## Supplied text

# # # # # # #

Picking up from the previous Notre Dame post.
During the week I had assisted one of our architects with a tricky stair detail. The only way I could get the curved glass balustrade to reflect the design intent moderately well was to create multiple in-place swept blends. A bit of a hack, like the photoshop-compiled image shown here, but I quite enjoyed doing it.
It brought back memories of the spiral stair family that I developed in 2012, and I decided to try using this for the spiral stone stairs that occur in several places at Notre Dame. I guess these are the equivalent of the modern service lift.
The upgrade from 2012 to 2020 went smoothly enough, but it is a bit sluggish to respond to changes in parameters. Not all that surprising given that the treads are generic models nested into curtain panels on a divided spiral surface.
At the sides of the Bell Towers, I think I have the levels of the landings more or less right now. Had to drop the upper vault down so that you can squeeze a door in under the little sloping roofs.
But the 4 stairs at the outer corners of the Transepts are much more challenging in figure out. There are doors leading off in different directions at various intermediate levels, and they don’t all connect to the triforium gallery. I had to make do with a placeholder spiral from top to bottom and a few indicative doors.
A screenshot from the Revizto model we exported for BiLT EU.
I’ve been watching videos on YouTube about different French cathedrals. At some point it brought back the idea of doing comparative studies of different apse geometries. Clearly many different solutions have been tried. Here are 4 variations on apse geometry. Different numbers of half-round chapels clustered around the curve, two cases where the central one is different.
I created two more visuals from my wooden block model. One breaks down the inner core, so it comes before the other six I created, building up the aisles, buttresses and chapels around this core.
The lower portion is an RCP view, showing the distribution of 4, 6 & 8 part vaults. (Red C means Chapel.) Around the edges, photos of various vault types. The more I study ribbed vault technology, the more impressed I am. 800 years ago takes us about halfway back to the fall of Rome. Was that collapse the “reset button” that paved the way for modernity? Medieval Europe, emerging nation states, the “freedoms” of city life, the stirrings of technological innovation?
Ribbed vaults are vey different from the plain vaults that preceded them. They allow complex and highly varied geometries to be built, but at any stage in the process you only need to support one row of voussoirs with a wooden form shaped to a simple radius. You can start with a four part groin vault, then subdivide one side into two vaults, or choose any of the outer arches and raise it higher or drop it lower. It’s a very impressive technology: structurally, aesthetically, methodologically.

# # # # # # #

## Listed records
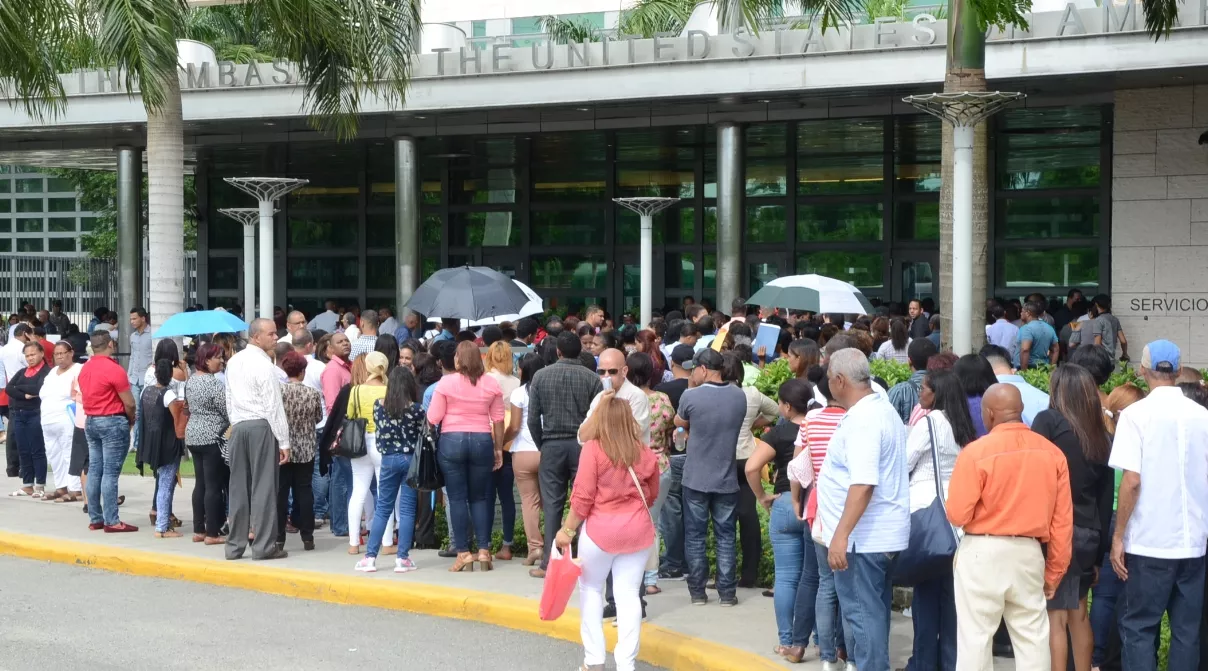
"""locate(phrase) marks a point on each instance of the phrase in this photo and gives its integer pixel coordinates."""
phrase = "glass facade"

# # # # # # #

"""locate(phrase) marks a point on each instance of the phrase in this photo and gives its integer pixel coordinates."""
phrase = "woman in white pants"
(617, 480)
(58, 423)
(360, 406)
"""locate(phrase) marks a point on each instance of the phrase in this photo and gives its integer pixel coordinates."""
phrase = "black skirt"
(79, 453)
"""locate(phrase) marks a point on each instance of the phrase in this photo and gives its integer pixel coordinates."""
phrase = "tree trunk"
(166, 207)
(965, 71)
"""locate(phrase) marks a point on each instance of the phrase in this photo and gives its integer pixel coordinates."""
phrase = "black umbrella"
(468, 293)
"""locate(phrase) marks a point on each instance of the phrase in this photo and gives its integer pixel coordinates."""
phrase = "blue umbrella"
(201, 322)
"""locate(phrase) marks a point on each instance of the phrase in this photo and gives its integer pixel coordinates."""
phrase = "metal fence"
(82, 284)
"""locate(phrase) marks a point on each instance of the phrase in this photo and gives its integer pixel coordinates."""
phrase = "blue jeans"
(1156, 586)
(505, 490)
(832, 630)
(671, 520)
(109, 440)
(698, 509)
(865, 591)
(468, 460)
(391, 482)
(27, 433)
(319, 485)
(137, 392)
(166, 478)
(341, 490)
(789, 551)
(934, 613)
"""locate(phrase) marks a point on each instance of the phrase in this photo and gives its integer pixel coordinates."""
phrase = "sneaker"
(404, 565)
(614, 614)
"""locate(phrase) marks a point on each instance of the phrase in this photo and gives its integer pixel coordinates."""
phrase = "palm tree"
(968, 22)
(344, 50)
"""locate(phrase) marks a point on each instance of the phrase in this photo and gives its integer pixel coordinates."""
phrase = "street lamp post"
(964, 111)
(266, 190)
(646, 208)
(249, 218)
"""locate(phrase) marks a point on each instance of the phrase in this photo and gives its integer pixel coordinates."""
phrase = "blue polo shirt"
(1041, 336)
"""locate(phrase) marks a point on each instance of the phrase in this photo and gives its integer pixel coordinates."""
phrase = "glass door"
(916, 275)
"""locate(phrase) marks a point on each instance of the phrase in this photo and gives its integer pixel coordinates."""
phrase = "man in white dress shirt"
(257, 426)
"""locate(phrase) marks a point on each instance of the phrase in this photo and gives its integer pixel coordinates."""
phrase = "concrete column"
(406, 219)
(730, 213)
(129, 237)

# # # # # # #

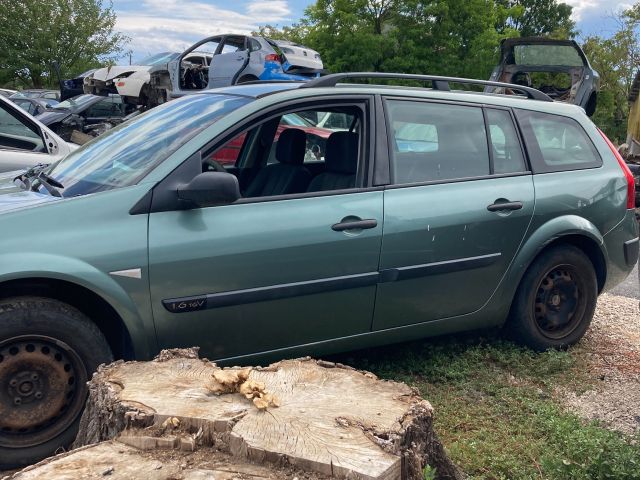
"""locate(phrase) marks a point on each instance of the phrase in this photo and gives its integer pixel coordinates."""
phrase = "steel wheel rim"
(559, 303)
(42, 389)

# # # # # # #

## Instruction A
Please reproduce the Notre Dame post starting with "During the week" and going on through "divided spiral surface.".
## Instruction B
In the Notre Dame post, what did the writer lower at the sides of the Bell Towers so a door would fit under the little sloping roofs?
## Instruction C
Carry the Notre Dame post on from its final sentence.
The data isn't needed for anything here.

## Exercise result A
During the week I had assisted one of our architects with a tricky stair detail. The only way I could get the curved glass balustrade to reflect the design intent moderately well was to create multiple in-place swept blends. A bit of a hack, like the photoshop-compiled image shown here, but I quite enjoyed doing it.
It brought back memories of the spiral stair family that I developed in 2012, and I decided to try using this for the spiral stone stairs that occur in several places at Notre Dame. I guess these are the equivalent of the modern service lift.
The upgrade from 2012 to 2020 went smoothly enough, but it is a bit sluggish to respond to changes in parameters. Not all that surprising given that the treads are generic models nested into curtain panels on a divided spiral surface.

## Exercise result B
The upper vault.

## Exercise result C
It’s interesting to compare the current model with the one I produced in that first weekend 7 months ago. Certainly, we have come a long way in that time. And what a journey, each team member finding a different area that catches their interest and pursuing it with passion.
The other cathedral in that image is, of course, Winchester. The one-day massing study that kicked this whole thing off.
I have been telling myself since I got back from UK that it would be useful to do a comparison of the 4 cathedral towns that I visited: Winchester, Salisbury, York and Chichester. So far, I have managed one town map, drawn with the stylus of my Samsung Note 8, using Autodesk SketchBook Pro, and tweaked a bit using PIXLR.
Classic Roman town layout, rotated slightly to be parallel to the river. North/South axis is displaced from the centre by the cathedral, which occupies most of one quadrant, as cathedrals often do. The main street is East/West, perhaps reflecting the fact that London is to the East and Salisbury to the West (roughly speaking)
We have two grotesques in the model now, thanks to Ryan. The "Edge-Hiding" trick is doing good service (using MAX), and of course, the CAD mesh needs to be “bylayer” so as to pick up the material assignment under object styles (Imports in Families) CAD layers become subcategories which can be renamed within family editor. I'm using the subcategory "Statue" for this purpose, the same one used for the row of kings, lower down on the West Front.
I adjusted heights based on the TruView coordinates tool. You have to adjust the zero which is derived from the scanner position at the first survey point, tripod height above the triforium gallery. Generally everything was stretched up a bit vertically. Maybe it would be better if we were just slavishly following a point cloud. Or maybe it’s good to be forced to look carefully and to practice judging proportions by eye.
I generally take the role of impetuous pioneer, rushing ahead and clearing the undergrowth. After dropping the clerestory windows I had to adjust roof slopes in the dropped section along the nave. Lots of little adjustments actually, and zipping around the model with my new VR setup.
The zig-zag vaults on the upper level were missing and I had been thinking about my pumpkin adventures. I decided to revive my box rig and have a go. This is Alfredos territory really, but he’s not going to get around to it until after AU. Maybe it will be interesting to approach things from a slightly different angle.
The box provides a framework for reference lines and points which define geometry. Vary the XYZ of the box and everything adjusts accordingly. So this is my version of a triangular vault, made from three surfaces. Each surface is lofted from 3 arcs. That’s my interpretation.
There are offsets to vary the skew. Mid triangles in a group of 3 are symmetrical. The two sides are skewed.
The sexapartite vaults were pretty crap at the sides. These are skewed triangles, but just two surfaces. So I developed a box rig for these also and exported SAT surfaces to nest into the family, replacing the ones I had before.
The vault next to the organ has unequal side arches. It’s as if one is squashed to make way for the heavy ribbed columns that flank the organ loft.
Jumping around now trying to fix the more obvious shortcomings of the model. The steps leading up from the triforium galleries to the bell ringing chambers start out as wood, but the last few risers are in stone, formed within the thickness of the wall. So I roughed these out. Then I switched to the choir area and fleshed this out some. I had forgotten who made the altar. Turns out it was John Wehmer, back in August. Thanks John, finally brought it into the main model.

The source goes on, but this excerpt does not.